Article start

After five years and more than £2bn worth of projects, the government’s Procure 21 programme is at a pivotal turning point.
The 11 firms on the Department for Health framework exclusively bidding to upgrade the NHS Estate are split right down the middle – those who win work and those who don’t. And the strain is beginning to show.
“There just isn’t enough work in the pipeline, and when big contracts do come up, it’s likely that Laing O’Rourke will win them,” says the boss of one Procure 21 contractor, tellingly. You only have to look at the numbers to see that four firms are winning the main bulk of the work. There has always been scepticism that there would be enough work to go around, that firms would really pool project innovations with the rest of the framework to drive down costs and that rival firms would work together in consortiums.
Over the past few weeks, management consultants employed by the Department for Health, which is taking ownership of the scheme after much uncertainty about its future, have been talking to the framework contractors and evaluating the scheme’s success. The DoH is about to decide whether to run Procure 21 for another five years, and how it can be made to work better. This can’t come soon enough for those firms who have little to show for the £160,000 a year they pay to remain on the framework. For the likes of Laing O’Rourke and Kier, who are at the top of the “contracts won” league, it is easy to argue that they simply devote more resources to making sure they have a sufficiently profitable workload. The rest must decide whether they throw more resources at the problem or decide it’s time to call it a day. This is particularly pressing given the general concern over the pace of health spending at present. After all, there is plenty of other work to go round.
Why worry?

Article end

▶ _What you need to do_
Decide whether each statement below agrees with the article on Procure 21. Answer yes or no for each, and quote the words of the article that settle it.
1. The framework includes eleven firms.
2. Firms pay £160,000 a year to stay on the framework.
3. The Department for Health has already decided to run Procure 21 for another five years.

Data block start

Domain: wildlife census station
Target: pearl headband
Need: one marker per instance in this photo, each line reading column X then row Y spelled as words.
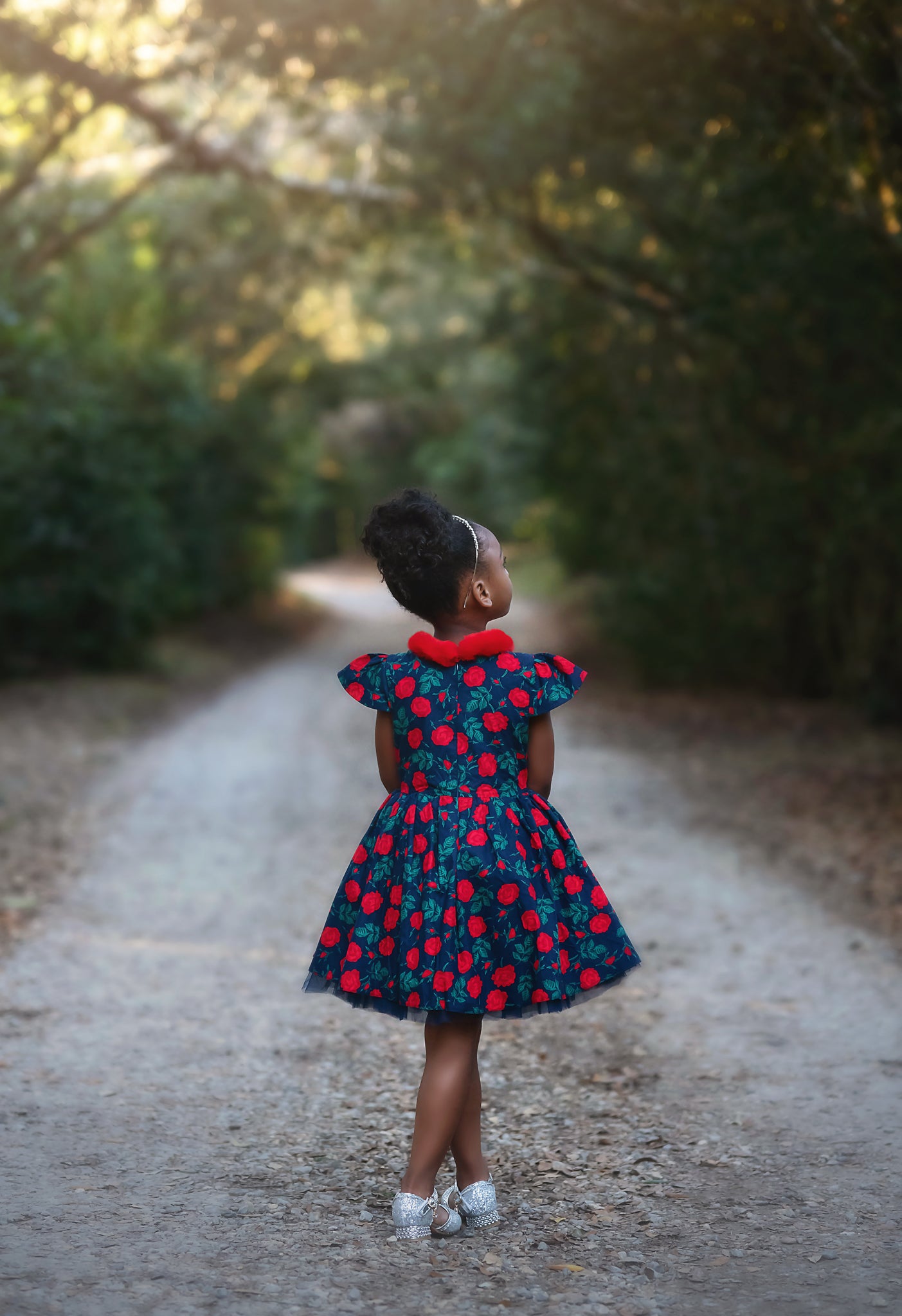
column 477, row 547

Data block end

▶ _Expected output_
1. Yes: "The 11 firms on the Department for Health framework exclusively bidding to upgrade the NHS Estate"
2. Yes: "the £160,000 a year they pay to remain on the framework"
3. No: "The DoH is about to decide whether to run Procure 21 for another five years"